### WHAT THE TASK REQUIRES
Print every line below exactly as written, but leave the pictures behind.

- Opening Delimiter -

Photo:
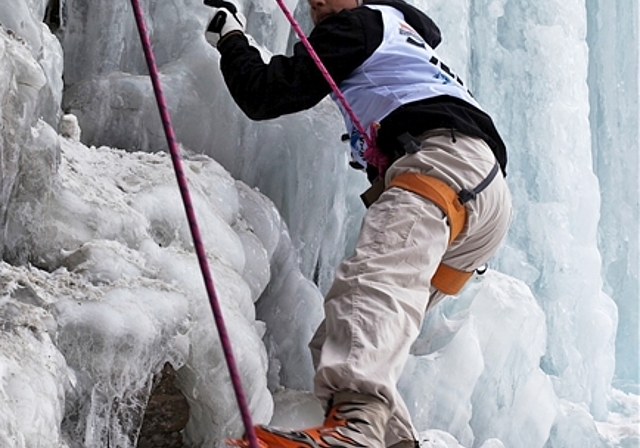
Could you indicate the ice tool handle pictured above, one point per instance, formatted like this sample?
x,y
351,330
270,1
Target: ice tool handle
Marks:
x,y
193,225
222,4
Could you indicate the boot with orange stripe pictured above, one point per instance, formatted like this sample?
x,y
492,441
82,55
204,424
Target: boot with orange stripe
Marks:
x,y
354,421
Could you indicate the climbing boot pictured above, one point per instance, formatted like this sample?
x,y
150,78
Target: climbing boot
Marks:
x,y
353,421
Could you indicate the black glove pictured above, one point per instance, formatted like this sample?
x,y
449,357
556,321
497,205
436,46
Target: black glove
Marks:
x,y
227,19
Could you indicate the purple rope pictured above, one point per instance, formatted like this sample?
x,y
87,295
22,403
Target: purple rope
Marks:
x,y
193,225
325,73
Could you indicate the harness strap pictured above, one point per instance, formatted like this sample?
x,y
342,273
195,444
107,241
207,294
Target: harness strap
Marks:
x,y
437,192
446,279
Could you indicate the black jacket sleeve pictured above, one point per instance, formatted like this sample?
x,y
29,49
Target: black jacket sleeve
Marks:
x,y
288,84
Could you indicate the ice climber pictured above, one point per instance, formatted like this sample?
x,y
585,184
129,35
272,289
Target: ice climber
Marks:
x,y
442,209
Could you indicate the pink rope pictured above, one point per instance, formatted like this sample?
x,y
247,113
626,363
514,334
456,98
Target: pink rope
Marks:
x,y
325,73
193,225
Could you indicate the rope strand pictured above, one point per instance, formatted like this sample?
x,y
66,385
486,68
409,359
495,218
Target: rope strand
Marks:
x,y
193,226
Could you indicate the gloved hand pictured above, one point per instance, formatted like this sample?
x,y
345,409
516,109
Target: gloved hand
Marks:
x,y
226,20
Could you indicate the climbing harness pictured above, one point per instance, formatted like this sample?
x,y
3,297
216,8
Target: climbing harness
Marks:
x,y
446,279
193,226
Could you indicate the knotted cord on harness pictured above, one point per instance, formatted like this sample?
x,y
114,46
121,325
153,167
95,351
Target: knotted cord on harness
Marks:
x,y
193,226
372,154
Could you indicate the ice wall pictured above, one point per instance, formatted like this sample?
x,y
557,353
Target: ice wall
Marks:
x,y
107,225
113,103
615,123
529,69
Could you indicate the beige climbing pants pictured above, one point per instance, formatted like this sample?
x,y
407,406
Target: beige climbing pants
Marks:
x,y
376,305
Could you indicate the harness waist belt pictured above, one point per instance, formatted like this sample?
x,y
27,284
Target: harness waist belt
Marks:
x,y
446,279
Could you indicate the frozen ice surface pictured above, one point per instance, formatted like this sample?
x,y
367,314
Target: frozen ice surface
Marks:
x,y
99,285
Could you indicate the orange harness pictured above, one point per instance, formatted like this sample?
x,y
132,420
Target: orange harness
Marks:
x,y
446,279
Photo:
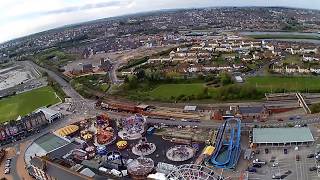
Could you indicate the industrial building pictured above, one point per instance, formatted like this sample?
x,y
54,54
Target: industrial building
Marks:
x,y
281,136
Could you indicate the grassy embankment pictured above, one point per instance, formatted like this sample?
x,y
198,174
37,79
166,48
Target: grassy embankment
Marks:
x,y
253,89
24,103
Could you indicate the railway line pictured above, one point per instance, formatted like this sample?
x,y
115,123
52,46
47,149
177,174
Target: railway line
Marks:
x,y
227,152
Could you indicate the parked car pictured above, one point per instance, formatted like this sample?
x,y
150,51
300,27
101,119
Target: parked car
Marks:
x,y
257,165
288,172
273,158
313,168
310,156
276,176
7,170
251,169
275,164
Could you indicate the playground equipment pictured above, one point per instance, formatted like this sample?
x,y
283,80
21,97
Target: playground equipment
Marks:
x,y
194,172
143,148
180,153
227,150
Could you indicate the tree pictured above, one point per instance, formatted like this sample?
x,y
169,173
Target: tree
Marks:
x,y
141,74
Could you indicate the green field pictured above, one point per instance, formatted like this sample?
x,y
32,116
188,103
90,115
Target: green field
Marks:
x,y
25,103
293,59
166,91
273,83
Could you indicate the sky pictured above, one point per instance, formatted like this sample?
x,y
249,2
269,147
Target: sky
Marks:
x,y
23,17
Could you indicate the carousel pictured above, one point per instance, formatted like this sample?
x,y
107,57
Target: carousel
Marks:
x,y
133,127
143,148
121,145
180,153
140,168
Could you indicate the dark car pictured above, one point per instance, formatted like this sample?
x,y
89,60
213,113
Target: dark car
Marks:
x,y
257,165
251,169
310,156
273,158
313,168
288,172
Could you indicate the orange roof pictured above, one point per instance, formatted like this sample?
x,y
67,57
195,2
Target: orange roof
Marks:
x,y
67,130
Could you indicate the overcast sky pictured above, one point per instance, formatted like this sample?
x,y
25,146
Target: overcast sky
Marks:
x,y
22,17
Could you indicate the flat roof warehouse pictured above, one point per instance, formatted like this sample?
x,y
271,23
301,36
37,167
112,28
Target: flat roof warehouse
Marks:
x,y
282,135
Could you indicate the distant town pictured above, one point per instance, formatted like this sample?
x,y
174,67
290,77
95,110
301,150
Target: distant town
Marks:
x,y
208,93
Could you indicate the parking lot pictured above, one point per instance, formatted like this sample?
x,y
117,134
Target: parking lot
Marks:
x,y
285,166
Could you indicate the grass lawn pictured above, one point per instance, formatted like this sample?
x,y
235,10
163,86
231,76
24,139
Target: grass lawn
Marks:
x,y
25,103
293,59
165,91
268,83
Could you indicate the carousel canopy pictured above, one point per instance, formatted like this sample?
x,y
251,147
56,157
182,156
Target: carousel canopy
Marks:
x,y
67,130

- Closing Delimiter -

### SOLUTION FOR THIS PROBLEM
Photo:
Could you indicate the ice tool handle pictured above, one point per instance, formatted like this sample?
x,y
351,330
270,1
Target: ice tool handle
Marks:
x,y
193,225
222,4
Could you indicate the boot with orange stripe pictured above, one point per instance, formatted like this sample?
x,y
492,441
82,55
204,424
Target: boot with orange stripe
Marks:
x,y
354,421
Could you indicate the climbing boot pictured above, one point per instance, formatted like this sample?
x,y
150,78
Target: climbing boot
Marks:
x,y
353,421
Could you indicate the black glove pictured above, one point per instance, formatted like this sample?
x,y
449,357
556,321
497,205
436,46
Target: black glove
Marks:
x,y
227,19
Could you indicate the purple rope pictured above, one point per instance, formatted like this sample?
x,y
87,295
22,403
Target: purple rope
Marks:
x,y
193,225
325,73
Could you indicate the harness strap pictured above, one point per instance, formatted like this sample?
x,y
342,273
195,444
107,241
207,294
Target: harness strap
Marks:
x,y
437,192
446,279
Could you indicate the black jacket sleeve pictured above, one point per instance, formatted like this sample?
x,y
29,49
Target: black jacket sleeve
Marks:
x,y
288,84
Could you indicate the ice climber pictured above, one point per instance, formatted like this sample?
x,y
585,184
129,35
272,289
Target: ice climber
Marks:
x,y
442,209
Could you indicate the pink rope pictured above, one point per instance, formatted like this sample?
x,y
247,113
626,363
514,334
456,98
Target: pink rope
Marks:
x,y
325,73
193,225
Could you indicate the rope strand pictured above, one point per instance, formatted like this sample?
x,y
66,385
486,68
409,359
495,218
Target: rope strand
Marks:
x,y
193,226
Could you indicate the gloved hand pictured above, one point per instance, formatted like this sample?
x,y
345,409
516,109
Target: gloved hand
Marks:
x,y
226,20
Could you indicate the climbing harness pictured above, one point per instance, formatted like this sample?
x,y
3,297
216,8
Target: climbing harness
Marks:
x,y
446,279
193,226
Could you indicate the knotted cord on harness pictured above, one point per instance, formatted like this sample?
x,y
114,46
121,325
153,167
95,351
Target: knotted cord on harness
Marks:
x,y
193,226
372,154
Could you indicate the ice wall pictured above, one point per instance, formatted like this sample?
x,y
557,353
Target: ice wall
Marks:
x,y
107,225
113,103
615,123
529,69
Could you indicate the beige climbing pants pictured above, one point per instance, formatted like this sample?
x,y
407,406
Target: beige climbing pants
Marks:
x,y
376,305
Could you indicate the harness waist belt pictured above, one point per instance, formatted like this sample?
x,y
27,284
Target: harness waist belt
Marks:
x,y
446,279
Could you indicate the frozen ice surface pictured above, one point per instance, formatted like this sample?
x,y
367,314
Target: frozen ice surface
Marks:
x,y
99,285
Could you indicate the orange harness pictured above, one point per instance, formatted like this sample?
x,y
132,420
Target: orange harness
Marks:
x,y
446,279
Photo:
Could you indicate the industrial building pictured above, one point per instance, formatted like this sample?
x,y
54,54
Target: industrial building
Marks:
x,y
281,136
Could you indicate the grassy embankment pictured above, one point per instance, formatted like this sample?
x,y
198,174
37,79
166,48
Target: grassy embankment
Marks:
x,y
253,89
24,103
Could you indicate the railway line pictured above, one point per instance, formatted like this sample?
x,y
115,123
52,46
47,149
177,174
Target: railway line
Marks:
x,y
227,152
Could you indicate the parked car pictured above, one point per instance, formatted like this sample?
x,y
150,51
300,27
101,119
Target: parked car
Marks:
x,y
257,165
288,172
273,158
313,168
310,156
276,176
7,170
251,169
275,164
Could you indicate the playground equipment pictured above, one point per instance, formatted like this sample?
x,y
283,80
21,97
Target: playground equipment
Marks:
x,y
194,172
143,148
180,153
227,150
Could you indicate the tree pictured above, one point per instance, formatted like this sample?
x,y
169,173
Target: tree
Marks:
x,y
141,74
Could you indicate the green field pictured above, one point per instance, formatted like this sample?
x,y
32,116
188,103
90,115
Target: green field
Marks:
x,y
25,103
293,59
166,91
273,83
Could you indicate the sky pictured above, one point per instance, formatted like this sample?
x,y
249,2
269,147
Target: sky
Marks:
x,y
23,17
Could you indicate the carousel pictured above, one point per instance, formatted like this sample?
x,y
107,57
Target: carousel
Marks:
x,y
133,127
143,148
121,145
180,153
140,168
Could you indicate the dark car pictured above, one point per instance, formatted like this sample?
x,y
89,60
213,113
Target: dark car
Marks:
x,y
257,165
251,169
310,156
273,158
313,168
288,172
Could you indicate the orange roof pictured above, one point per instance, formatted like this sample?
x,y
67,57
195,2
Target: orange roof
Marks:
x,y
67,130
Could you indicate the overcast sky pictured above, one point per instance, formatted like this sample?
x,y
25,146
Target: overcast sky
Marks:
x,y
22,17
Could you indicate the flat roof warehouse pictured above, one point per instance, formatted like this sample?
x,y
271,23
301,36
37,167
112,28
Target: flat roof warehouse
Marks:
x,y
282,135
Could you indicate the distant town pictured above, one point per instance, formatted like this sample?
x,y
174,67
290,77
95,110
301,150
Target: distant town
Marks:
x,y
208,93
Could you indicate the parking lot pictured above, one point per instance, formatted like this sample?
x,y
117,134
Target: parking lot
Marks:
x,y
285,166
Could you indicate the grass lawn pictured above, one point per instance, formatted like this sample?
x,y
235,10
163,86
231,76
24,139
Target: grass lawn
Marks:
x,y
25,103
293,59
165,91
268,83
Could you indicate the carousel canopy pictured above, one point per instance, formatted like this sample?
x,y
251,147
56,157
182,156
Target: carousel canopy
Marks:
x,y
67,130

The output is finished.